* **所給文章**:
........

通過攝像頭捕獲影象用tensorflow做手寫數字識別

阿新 • • 發佈：2019-01-11

花了一晚上搞好了攝像頭捕獲影象做手寫數字識別，程式碼基於tensorflow的mnist程式碼實現，作為學習tensorflow的一個過程。

先在mnist資料集上訓練好網路，並儲存模型。

import numpy as np
import tensorflow as tf 
import tensorflow.examples.tutorials.mnist.input_data as input_data

mnist = input_data.read_data_sets("MNIST_data/", one_hot=True) 
x_input = tf.placeholder(tf.float32, [None, 784])  
y_actual = tf.placeholder(tf.float32, shape=[None, 10]) 


def weight_variable(shape):
    initial = tf.truncated_normal(shape, stddev=0.1)
    return tf.Variable(initial)

def bias_variable(shape):
    initial = tf.constant(0.1, shape=shape)
    return tf.Variable(initial)

def conv2d(x, W):
    return tf.nn.conv2d(x, W, strides=[1, 1, 1, 1], padding='SAME')

def max_pool(x):
    return tf.nn.max_pool(x, ksize=[1, 2, 2, 1],strides=[1, 2, 2, 1], padding='SAME')

#input -> conv -> pool -> conv -> pool -> fc -> dropout -> softmax
def network(x)
    x_image = tf.reshape(x, [-1,28,28,1]) #-1 means arbitrary
    W_conv1 = weight_variable([5, 5, 1, 32])
    b_conv1 = bias_variable([32])

........

* **書面要求 1**:
請報告下方清單中所有含有字串"stone"的行，大小寫必須相符。

* **資料清單**:
........

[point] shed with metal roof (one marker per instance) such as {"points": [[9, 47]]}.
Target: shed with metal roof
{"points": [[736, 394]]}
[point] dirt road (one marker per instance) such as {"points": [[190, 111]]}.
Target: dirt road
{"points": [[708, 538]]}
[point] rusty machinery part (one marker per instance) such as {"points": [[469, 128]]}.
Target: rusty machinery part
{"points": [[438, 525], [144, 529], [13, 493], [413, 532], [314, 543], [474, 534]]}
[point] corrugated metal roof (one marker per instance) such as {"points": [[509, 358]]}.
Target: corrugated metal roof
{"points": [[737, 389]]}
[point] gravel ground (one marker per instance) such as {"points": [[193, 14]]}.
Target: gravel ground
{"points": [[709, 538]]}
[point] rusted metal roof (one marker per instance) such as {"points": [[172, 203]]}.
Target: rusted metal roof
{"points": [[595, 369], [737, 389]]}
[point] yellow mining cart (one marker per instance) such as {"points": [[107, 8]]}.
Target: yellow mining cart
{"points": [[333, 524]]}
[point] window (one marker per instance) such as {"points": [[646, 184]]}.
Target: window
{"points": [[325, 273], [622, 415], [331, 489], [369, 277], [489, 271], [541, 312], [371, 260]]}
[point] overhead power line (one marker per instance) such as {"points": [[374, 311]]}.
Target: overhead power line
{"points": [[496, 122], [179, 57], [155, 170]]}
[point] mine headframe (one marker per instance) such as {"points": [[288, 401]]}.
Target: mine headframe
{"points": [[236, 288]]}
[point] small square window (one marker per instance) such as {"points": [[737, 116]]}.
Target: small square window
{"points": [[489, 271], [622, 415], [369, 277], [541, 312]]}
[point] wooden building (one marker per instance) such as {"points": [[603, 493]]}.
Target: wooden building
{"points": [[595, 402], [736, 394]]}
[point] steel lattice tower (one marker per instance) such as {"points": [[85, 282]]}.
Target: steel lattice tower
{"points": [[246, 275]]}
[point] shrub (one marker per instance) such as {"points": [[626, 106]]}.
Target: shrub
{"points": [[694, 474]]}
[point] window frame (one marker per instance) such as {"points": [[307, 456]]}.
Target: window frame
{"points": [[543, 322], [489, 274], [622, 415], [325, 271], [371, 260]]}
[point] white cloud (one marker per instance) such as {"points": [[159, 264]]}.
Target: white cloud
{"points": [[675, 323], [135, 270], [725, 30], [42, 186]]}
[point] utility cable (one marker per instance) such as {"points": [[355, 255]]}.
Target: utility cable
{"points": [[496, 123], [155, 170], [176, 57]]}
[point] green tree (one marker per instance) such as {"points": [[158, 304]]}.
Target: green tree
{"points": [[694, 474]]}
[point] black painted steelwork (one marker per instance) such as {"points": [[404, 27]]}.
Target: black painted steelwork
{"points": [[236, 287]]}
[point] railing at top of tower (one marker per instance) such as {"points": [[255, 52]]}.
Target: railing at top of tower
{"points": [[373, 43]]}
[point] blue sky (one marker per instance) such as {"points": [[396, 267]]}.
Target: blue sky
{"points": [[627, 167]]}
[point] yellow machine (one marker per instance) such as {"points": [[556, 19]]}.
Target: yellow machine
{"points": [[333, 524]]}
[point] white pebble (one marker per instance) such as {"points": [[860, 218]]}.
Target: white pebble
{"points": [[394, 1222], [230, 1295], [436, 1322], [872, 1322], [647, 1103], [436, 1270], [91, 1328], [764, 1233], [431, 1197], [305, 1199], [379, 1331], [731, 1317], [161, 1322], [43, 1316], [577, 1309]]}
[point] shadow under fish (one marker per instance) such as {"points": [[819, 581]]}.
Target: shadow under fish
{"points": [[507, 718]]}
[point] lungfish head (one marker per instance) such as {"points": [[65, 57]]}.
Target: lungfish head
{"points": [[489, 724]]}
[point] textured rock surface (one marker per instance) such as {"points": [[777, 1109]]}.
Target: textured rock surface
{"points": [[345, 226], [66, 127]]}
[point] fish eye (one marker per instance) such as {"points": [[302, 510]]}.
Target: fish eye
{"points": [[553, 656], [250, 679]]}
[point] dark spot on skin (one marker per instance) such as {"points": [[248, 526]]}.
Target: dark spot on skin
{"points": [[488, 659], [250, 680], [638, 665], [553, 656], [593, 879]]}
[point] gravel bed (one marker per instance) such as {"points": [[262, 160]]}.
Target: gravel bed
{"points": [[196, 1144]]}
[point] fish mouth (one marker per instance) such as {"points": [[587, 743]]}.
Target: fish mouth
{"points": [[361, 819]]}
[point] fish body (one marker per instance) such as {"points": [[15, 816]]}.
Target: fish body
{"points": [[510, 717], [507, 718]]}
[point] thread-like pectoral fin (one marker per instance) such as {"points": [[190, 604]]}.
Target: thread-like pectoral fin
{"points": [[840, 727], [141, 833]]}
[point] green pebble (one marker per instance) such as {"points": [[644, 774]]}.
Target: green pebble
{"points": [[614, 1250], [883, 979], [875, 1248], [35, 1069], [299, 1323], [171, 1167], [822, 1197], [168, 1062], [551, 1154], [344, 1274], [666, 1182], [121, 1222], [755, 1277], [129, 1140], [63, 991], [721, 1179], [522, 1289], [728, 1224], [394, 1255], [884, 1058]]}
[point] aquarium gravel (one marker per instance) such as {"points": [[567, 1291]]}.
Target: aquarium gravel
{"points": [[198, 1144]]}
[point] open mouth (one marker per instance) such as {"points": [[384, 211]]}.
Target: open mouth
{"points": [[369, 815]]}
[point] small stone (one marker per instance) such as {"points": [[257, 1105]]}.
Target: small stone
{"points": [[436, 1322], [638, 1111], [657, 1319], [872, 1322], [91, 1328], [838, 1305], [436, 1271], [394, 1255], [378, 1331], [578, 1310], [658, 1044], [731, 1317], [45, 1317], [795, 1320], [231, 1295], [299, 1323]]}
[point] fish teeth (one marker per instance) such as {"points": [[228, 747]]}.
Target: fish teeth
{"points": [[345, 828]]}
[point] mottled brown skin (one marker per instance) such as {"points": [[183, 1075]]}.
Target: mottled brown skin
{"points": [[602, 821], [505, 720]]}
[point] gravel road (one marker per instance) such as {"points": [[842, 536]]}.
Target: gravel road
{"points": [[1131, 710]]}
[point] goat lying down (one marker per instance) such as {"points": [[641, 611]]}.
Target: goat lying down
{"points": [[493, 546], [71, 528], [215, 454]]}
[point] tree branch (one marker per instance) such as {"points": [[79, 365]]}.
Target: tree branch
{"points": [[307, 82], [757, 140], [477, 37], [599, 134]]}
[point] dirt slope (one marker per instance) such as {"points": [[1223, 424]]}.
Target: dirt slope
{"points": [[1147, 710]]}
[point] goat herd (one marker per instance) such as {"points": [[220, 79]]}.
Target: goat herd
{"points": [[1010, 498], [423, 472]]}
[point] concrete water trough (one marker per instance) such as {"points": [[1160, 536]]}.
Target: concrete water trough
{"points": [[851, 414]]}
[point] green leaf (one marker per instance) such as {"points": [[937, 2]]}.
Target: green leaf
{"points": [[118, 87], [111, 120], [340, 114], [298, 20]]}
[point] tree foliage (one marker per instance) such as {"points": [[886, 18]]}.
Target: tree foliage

........

* **書面要求 2**:
根據上面的文章，用一到三句話說明作者做攝像頭捕獲影象的手寫數字識別是出於什麼目的。

* **正確答案 1**:
[point] small stone (one marker per instance) such as {"points": [[257, 1105]]}.
Target: small stone

* **正確答案 2**:
作者把這項工作當作學習 TensorFlow 的一個過程。